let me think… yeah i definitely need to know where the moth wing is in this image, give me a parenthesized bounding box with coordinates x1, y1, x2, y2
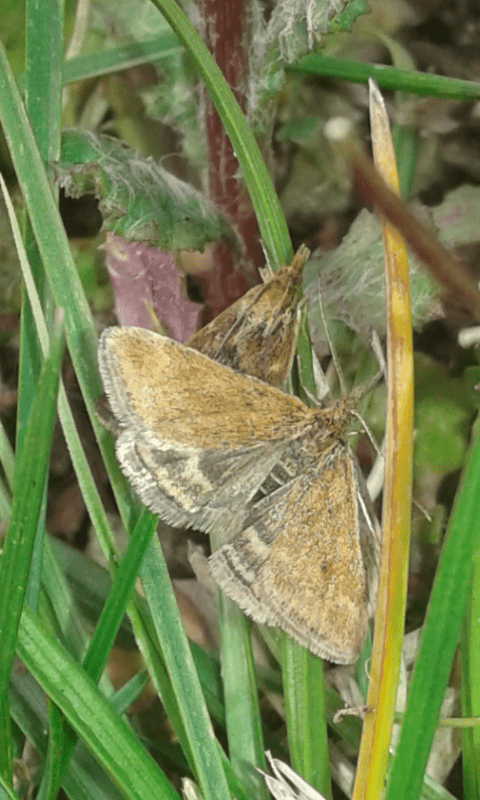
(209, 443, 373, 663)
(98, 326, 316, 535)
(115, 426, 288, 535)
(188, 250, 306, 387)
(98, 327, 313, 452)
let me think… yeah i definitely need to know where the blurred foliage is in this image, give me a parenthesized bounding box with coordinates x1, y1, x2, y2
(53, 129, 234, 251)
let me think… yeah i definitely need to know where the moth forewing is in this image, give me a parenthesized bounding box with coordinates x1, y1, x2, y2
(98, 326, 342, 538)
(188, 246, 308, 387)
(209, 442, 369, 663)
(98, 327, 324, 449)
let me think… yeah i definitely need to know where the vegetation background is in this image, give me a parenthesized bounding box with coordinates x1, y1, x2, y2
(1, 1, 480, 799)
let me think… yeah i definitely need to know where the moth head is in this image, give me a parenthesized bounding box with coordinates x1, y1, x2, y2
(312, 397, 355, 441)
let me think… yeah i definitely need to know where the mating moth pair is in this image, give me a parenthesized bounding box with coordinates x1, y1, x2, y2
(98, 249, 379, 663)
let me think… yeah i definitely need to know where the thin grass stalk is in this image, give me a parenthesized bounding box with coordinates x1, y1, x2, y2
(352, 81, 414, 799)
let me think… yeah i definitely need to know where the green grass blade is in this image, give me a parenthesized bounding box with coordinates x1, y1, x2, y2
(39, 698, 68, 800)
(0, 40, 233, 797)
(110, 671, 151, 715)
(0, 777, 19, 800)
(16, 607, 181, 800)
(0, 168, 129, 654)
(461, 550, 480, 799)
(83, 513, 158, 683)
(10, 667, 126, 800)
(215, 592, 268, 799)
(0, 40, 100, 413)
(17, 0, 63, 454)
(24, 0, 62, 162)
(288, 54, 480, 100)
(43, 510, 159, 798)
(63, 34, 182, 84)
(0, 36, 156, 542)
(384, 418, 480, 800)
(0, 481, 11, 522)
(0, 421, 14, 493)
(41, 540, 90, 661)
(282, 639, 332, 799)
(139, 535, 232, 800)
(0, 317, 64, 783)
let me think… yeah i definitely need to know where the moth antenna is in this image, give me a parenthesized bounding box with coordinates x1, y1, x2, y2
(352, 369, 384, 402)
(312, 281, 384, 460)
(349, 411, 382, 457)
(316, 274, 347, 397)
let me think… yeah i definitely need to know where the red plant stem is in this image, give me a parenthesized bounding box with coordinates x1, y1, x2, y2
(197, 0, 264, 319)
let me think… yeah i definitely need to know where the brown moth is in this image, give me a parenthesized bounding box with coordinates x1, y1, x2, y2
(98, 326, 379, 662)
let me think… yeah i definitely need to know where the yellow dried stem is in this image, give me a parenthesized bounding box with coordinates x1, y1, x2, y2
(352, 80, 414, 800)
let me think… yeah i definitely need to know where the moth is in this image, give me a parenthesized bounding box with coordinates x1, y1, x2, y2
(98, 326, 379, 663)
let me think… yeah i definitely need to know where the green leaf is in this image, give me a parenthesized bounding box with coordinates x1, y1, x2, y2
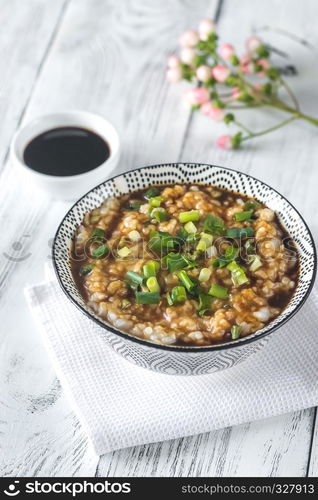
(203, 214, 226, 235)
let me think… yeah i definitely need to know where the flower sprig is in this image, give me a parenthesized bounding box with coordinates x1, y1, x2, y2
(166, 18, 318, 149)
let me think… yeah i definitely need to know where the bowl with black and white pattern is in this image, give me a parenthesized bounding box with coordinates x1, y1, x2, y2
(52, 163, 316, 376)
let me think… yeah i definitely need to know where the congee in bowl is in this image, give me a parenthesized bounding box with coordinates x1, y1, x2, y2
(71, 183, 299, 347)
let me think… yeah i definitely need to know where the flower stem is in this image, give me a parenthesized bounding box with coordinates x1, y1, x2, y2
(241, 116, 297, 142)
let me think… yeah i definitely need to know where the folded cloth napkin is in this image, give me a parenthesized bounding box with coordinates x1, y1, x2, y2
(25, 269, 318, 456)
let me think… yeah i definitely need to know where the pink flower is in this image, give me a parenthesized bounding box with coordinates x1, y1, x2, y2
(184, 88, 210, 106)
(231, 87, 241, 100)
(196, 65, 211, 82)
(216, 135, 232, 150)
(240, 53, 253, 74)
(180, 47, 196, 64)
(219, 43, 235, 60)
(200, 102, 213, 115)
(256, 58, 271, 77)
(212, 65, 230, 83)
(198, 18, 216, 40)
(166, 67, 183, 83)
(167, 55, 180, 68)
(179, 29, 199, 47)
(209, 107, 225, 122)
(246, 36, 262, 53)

....................

* Exercise instructions *
Once the pictures are dropped, please print every remaining line of the material verbatim.

* Response for this exercise *
let me think… yeah i definitely need to know where the moth wing is in this image, give me a parenthesized bounding box with coordinates x1, y1, x2, y2
(209, 443, 373, 663)
(98, 326, 316, 535)
(115, 426, 288, 535)
(188, 250, 306, 387)
(98, 327, 313, 452)
let me think… yeah i definitely need to know where the blurred foliage is in this image, give me a parenthesized bounding box with coordinates x1, y1, x2, y2
(53, 129, 234, 251)
let me think… yeah i definitely need to know where the moth forewing is in this image, give me a parenthesized bounding box with coordinates x1, y1, x2, y2
(98, 326, 342, 538)
(188, 246, 308, 387)
(209, 442, 369, 663)
(98, 327, 324, 449)
let me think… yeah i definitely need to know where the vegetation background is in this image, give me a parenthesized bounding box with coordinates x1, y1, x2, y2
(1, 1, 480, 799)
let me think… yeah i definitely need to know where the moth head is in this image, give me a parenthesized bounding box with coordinates x1, y1, x2, y2
(312, 397, 355, 441)
let me think… yeah i definitely need to know where the mating moth pair is in this image, give me a parenthesized bounding box with coordinates x1, y1, x2, y2
(98, 249, 379, 663)
let me think… yeah i definitely need to know where the thin grass stalk is in this image, give me a parenthesized bounding box with coordinates x1, y1, x2, y2
(352, 81, 414, 799)
let me think… yeah i definitely need to know where the green grass blade is in this image, give me a parenthesized bounding box with coordinates x1, y1, x2, y2
(39, 698, 68, 800)
(0, 40, 233, 797)
(110, 671, 151, 715)
(0, 777, 19, 800)
(16, 607, 181, 800)
(0, 168, 129, 654)
(461, 550, 480, 799)
(83, 513, 158, 683)
(10, 667, 126, 800)
(215, 592, 268, 799)
(0, 40, 100, 413)
(17, 0, 63, 454)
(24, 0, 62, 162)
(288, 54, 480, 100)
(43, 510, 159, 798)
(63, 34, 182, 84)
(0, 36, 156, 542)
(384, 418, 480, 800)
(0, 481, 11, 522)
(0, 421, 14, 493)
(41, 540, 90, 661)
(282, 639, 332, 799)
(139, 535, 232, 800)
(0, 317, 64, 783)
let me think… yeah i definitely need to know where the moth antenna is in this image, give me a parenthesized bounding box with coordinates x1, y1, x2, y2
(352, 369, 384, 402)
(312, 281, 384, 460)
(349, 411, 382, 457)
(316, 274, 347, 397)
let me think… yeah i definitely need to know where the red plant stem is in this image, give me a parenthesized bounding box with coordinates x1, y1, x2, y2
(197, 0, 264, 319)
let me think… yeah i definitely need to know where the brown moth is in this image, give me a parenthesized bounding box with coordinates x1, y1, x2, y2
(98, 326, 379, 662)
let me think… yeah i definitely need to know where the yellow dried stem is in this image, give me a parenthesized bounding box with coordinates x1, y1, x2, y2
(352, 80, 414, 800)
let me think… yeah i definitely need to know where the moth is in this image, give me a parenthesized bounding box with coordinates x1, y1, x2, y2
(98, 326, 379, 663)
let me think… yeah i definitely need to know where the green leaf is in this image, give me a parenthesized bounding box with coordinates x1, y1, x2, y2
(203, 214, 226, 235)
let me think… yeah i definitely need to know where the flower sprig is in this image, give me a parenthesized bounding box with coordinates x1, y1, x2, y2
(166, 18, 318, 149)
let me think… yeah i definitely need to know where the bowl with black and white pattern is in this image, give me a parenthesized bounding box with coordinates x1, y1, x2, y2
(52, 163, 316, 376)
let me think… yeah i definitely need to know where the congee in bowl is in this image, give me a parenthesized bounding box with coordinates x1, y1, x2, y2
(71, 183, 299, 347)
let me think… yeah i definitely need to know where the flower stem is in this image, give me a parenthesized bounding box with coordinates x1, y1, x2, y2
(241, 116, 297, 142)
let me think… yeah i definitely need to know where the folded cloth napkin is in this image, give me a parenthesized bounding box with coordinates x1, y1, x2, y2
(25, 269, 318, 456)
let me think… yeah i definitely need to know where the pink flower is in this image, give me a parenthesized bounding box with coordinates x1, y1, x2, y2
(184, 88, 210, 106)
(231, 87, 241, 100)
(196, 65, 211, 82)
(216, 135, 232, 150)
(240, 53, 253, 74)
(180, 47, 196, 64)
(219, 43, 235, 60)
(200, 102, 213, 115)
(256, 58, 271, 77)
(212, 65, 230, 83)
(198, 18, 216, 40)
(166, 67, 183, 83)
(167, 55, 180, 68)
(179, 29, 199, 47)
(209, 107, 225, 122)
(246, 36, 262, 53)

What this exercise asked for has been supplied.